■ Assigned task 1
According to the abstract on hepatitis C virus core protein below, where does hepatocellular carcinoma rank among cancers by frequency?
■ Assigned task 2
Transcribe the passage of the abstract on hepatitis C virus core protein between "Shahab Mahmoudvand  1" and "J Gastroenterol. .", inclusive.

■ Supplied text

■ ■ ■ ■ ■

Hepatitis C virus core protein modulates several signaling pathways involved in hepatocellular carcinoma

Shahab Mahmoudvand  1 Somayeh Shokri  1 Reza Taherkhani  2 Fatemeh Farshadpour  3
Affiliations
Review

Hepatitis C virus core protein modulates several signaling pathways involved in hepatocellular carcinoma

Shahab Mahmoudvand et al. World J Gastroenterol. .

Abstract

Hepatocellular carcinoma (HCC) is the fifth most common cancer, and hepatitis C virus (HCV) infection plays a major role in HCC development. The molecular mechanisms by which HCV infection leads to HCC are varied. HCV core protein is an important risk factor in HCV-associated liver pathogenesis and can modulate several signaling pathways involved in cell cycle regulation, cell growth promotion, cell proliferation, apoptosis, oxidative stress and lipid metabolism. The dysregulation of signaling pathways such as transforming growth factor β (TGF-β), vascular endothelial growth factor (VEGF), Wnt/β-catenin (WNT), cyclooxygenase-2 (COX-2) and peroxisome proliferator-activated receptor α (PPARα) by HCV core protein is implicated in the development of HCC. Therefore, it has been suggested that this protein be considered a favorable target for further studies in the development of HCC. In addition, considering the axial role of these signaling pathways in HCC, they are considered druggable targets for cancer therapy. Therefore, using strategies to limit the dysregulation effects of core protein on these signaling pathways seems necessary to prevent HCV-related HCC.

■ ■ ■ ■ ■

■ Dataset excerpts
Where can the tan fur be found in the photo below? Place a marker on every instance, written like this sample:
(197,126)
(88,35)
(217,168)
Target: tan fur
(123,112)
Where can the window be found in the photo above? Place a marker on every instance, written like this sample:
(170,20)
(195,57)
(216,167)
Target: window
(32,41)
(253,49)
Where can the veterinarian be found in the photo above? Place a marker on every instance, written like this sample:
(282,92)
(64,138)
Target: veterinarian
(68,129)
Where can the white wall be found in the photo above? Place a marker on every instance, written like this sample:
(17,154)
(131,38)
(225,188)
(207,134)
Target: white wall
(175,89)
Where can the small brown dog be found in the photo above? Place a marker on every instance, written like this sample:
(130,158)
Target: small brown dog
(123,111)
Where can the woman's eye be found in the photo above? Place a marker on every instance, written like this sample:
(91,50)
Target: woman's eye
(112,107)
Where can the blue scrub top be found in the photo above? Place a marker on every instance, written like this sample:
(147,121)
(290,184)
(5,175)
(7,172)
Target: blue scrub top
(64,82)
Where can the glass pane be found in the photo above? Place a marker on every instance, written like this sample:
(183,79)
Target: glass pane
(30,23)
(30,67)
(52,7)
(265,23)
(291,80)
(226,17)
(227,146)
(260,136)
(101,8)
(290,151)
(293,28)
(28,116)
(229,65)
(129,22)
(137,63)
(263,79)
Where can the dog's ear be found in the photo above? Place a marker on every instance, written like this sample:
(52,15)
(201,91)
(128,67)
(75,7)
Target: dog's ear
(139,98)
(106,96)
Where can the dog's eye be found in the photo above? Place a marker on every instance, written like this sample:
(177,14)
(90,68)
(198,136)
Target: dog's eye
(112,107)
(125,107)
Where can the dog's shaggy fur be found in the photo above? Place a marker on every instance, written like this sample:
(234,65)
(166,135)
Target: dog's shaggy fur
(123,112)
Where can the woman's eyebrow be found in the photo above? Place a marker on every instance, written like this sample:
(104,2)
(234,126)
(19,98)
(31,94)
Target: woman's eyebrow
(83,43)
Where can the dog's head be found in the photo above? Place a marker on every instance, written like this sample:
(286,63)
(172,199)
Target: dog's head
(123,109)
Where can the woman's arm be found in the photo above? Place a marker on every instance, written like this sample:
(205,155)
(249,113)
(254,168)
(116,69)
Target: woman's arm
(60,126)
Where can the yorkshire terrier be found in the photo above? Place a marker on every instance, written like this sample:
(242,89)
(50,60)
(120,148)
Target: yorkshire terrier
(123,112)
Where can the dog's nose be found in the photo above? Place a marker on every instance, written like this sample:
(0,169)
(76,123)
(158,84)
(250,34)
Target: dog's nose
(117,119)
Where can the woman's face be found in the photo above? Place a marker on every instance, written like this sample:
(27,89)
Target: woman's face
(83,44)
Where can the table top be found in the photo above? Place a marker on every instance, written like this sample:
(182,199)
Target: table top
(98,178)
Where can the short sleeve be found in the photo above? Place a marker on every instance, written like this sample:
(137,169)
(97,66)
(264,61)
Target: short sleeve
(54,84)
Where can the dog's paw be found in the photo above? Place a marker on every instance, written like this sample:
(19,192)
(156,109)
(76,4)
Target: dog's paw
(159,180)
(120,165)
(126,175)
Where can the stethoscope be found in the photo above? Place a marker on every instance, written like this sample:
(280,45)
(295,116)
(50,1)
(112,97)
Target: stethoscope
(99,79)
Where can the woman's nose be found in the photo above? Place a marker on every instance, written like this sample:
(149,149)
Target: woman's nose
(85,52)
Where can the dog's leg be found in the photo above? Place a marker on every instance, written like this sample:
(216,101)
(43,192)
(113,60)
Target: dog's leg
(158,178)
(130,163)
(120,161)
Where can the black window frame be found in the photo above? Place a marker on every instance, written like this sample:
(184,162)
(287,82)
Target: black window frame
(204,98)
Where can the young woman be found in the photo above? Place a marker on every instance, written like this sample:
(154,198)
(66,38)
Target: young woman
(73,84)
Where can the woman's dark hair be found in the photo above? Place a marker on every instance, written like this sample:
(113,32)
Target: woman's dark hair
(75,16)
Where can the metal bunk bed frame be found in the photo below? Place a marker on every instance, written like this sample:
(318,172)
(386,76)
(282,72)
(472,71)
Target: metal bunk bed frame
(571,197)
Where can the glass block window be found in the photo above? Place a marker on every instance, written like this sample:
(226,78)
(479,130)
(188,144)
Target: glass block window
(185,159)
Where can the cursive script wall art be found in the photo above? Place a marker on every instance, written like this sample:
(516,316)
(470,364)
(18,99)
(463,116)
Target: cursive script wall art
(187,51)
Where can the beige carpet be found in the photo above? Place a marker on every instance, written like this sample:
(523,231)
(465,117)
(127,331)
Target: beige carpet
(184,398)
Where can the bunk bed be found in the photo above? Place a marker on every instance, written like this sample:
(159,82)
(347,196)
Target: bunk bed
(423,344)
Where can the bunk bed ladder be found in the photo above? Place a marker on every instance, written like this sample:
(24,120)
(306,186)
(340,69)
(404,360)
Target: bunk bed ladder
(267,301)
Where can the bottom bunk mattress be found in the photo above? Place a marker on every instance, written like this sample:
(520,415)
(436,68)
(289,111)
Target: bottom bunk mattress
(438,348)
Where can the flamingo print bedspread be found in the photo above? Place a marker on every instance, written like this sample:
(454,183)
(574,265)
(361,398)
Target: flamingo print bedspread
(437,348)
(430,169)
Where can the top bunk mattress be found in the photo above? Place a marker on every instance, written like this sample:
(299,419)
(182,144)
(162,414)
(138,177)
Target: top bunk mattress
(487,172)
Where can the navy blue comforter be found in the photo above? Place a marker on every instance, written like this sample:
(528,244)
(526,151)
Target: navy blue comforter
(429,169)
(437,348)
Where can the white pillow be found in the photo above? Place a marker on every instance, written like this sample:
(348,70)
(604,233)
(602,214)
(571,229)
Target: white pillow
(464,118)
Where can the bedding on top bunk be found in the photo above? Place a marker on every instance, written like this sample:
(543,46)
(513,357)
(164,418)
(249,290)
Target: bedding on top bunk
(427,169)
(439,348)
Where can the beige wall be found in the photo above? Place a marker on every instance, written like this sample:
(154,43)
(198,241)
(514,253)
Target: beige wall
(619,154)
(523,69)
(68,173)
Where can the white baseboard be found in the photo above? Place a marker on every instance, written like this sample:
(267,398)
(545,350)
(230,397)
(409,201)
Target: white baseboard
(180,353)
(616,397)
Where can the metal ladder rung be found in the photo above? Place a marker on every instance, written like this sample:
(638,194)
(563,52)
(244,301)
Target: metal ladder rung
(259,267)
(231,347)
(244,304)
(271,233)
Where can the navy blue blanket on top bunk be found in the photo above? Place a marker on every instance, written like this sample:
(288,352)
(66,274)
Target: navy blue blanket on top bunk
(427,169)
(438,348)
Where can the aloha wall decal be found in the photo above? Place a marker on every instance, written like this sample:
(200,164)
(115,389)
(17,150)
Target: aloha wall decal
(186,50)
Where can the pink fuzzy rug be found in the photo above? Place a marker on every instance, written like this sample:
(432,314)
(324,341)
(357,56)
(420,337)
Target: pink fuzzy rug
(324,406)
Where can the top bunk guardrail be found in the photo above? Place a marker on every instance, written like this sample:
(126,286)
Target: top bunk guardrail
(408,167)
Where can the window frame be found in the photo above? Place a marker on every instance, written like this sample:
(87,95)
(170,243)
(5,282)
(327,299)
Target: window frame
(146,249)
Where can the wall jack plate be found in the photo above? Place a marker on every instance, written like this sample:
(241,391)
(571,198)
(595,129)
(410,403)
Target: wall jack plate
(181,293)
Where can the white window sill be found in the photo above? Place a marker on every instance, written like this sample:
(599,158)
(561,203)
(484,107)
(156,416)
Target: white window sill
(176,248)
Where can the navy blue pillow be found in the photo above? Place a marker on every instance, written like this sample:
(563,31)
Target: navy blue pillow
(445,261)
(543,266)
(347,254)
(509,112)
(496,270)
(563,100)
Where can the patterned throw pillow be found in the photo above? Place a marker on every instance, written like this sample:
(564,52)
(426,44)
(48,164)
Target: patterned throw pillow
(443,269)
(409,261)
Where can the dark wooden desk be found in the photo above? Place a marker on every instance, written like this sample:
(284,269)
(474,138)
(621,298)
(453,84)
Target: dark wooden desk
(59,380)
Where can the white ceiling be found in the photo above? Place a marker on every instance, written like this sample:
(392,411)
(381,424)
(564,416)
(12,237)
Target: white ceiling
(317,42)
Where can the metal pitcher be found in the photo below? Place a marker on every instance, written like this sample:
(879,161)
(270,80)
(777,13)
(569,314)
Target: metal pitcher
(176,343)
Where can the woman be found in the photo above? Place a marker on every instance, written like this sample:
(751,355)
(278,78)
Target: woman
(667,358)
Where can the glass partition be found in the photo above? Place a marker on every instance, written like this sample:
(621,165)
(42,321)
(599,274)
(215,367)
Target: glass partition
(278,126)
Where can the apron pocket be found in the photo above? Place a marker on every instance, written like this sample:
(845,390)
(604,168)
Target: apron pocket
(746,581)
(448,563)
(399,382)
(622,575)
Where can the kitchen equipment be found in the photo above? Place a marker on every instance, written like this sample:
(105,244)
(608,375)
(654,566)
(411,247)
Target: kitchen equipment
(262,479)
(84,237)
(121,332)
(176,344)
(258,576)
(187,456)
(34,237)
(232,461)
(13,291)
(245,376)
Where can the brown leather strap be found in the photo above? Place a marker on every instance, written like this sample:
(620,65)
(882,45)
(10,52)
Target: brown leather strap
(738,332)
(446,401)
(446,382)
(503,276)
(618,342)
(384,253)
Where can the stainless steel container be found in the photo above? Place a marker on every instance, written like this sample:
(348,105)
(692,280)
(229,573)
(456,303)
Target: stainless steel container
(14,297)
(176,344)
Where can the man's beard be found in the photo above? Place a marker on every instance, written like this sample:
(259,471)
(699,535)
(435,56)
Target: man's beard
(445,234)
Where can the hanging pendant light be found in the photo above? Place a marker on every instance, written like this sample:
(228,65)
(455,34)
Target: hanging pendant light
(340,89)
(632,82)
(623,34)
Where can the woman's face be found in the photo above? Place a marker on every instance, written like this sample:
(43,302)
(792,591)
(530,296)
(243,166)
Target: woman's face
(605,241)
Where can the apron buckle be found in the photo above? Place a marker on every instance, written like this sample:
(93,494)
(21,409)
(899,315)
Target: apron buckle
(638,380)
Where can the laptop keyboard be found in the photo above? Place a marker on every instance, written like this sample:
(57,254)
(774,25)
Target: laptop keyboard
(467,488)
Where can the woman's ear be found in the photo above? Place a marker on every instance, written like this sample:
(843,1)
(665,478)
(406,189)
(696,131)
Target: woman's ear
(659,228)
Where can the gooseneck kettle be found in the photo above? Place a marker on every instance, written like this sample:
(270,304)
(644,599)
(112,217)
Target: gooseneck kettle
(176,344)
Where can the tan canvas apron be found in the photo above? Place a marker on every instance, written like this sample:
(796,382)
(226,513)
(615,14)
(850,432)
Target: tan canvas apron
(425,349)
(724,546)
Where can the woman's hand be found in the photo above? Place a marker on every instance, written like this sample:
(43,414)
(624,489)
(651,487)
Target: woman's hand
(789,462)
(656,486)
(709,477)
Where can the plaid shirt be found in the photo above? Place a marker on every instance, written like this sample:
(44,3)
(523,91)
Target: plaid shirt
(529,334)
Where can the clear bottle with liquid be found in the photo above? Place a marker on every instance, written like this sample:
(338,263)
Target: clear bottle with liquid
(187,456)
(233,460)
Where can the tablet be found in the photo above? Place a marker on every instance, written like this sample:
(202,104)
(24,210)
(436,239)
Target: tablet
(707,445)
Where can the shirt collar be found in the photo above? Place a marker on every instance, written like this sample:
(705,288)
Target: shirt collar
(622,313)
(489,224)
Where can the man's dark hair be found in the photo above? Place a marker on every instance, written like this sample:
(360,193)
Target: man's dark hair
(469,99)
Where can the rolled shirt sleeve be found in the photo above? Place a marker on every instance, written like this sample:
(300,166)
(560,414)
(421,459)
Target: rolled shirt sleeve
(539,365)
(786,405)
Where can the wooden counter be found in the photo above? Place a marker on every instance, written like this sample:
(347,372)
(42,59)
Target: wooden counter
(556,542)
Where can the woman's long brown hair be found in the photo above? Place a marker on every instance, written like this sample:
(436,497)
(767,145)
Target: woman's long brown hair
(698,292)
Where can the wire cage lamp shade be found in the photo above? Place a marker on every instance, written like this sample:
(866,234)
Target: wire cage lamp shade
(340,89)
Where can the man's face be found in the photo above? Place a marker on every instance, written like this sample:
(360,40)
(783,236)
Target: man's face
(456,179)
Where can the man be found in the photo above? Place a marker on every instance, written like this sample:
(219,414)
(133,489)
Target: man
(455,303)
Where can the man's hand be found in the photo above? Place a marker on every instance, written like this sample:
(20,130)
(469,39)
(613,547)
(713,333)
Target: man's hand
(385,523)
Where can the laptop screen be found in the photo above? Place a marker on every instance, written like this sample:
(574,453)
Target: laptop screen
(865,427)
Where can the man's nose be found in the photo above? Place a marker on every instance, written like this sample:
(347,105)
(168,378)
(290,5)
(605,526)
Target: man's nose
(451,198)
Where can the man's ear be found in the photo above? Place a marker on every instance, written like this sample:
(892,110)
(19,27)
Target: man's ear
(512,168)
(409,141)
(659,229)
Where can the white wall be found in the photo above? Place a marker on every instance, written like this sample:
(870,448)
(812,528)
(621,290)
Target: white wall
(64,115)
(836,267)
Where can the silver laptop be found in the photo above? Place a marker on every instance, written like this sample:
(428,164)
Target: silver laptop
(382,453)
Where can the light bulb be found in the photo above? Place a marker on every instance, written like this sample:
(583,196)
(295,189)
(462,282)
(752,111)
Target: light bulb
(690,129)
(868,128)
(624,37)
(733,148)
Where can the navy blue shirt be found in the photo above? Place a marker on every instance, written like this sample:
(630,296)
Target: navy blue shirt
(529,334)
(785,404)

■ ■ ■ ■ ■

■ Task answer 1
It is the fifth most common cancer.

■ Task answer 2
Shahab Mahmoudvand  1 Somayeh Shokri  1 Reza Taherkhani  2 Fatemeh Farshadpour  3
Affiliations
Review

Hepatitis C virus core protein modulates several signaling pathways involved in hepatocellular carcinoma

Shahab Mahmoudvand et al. World J Gastroenterol. .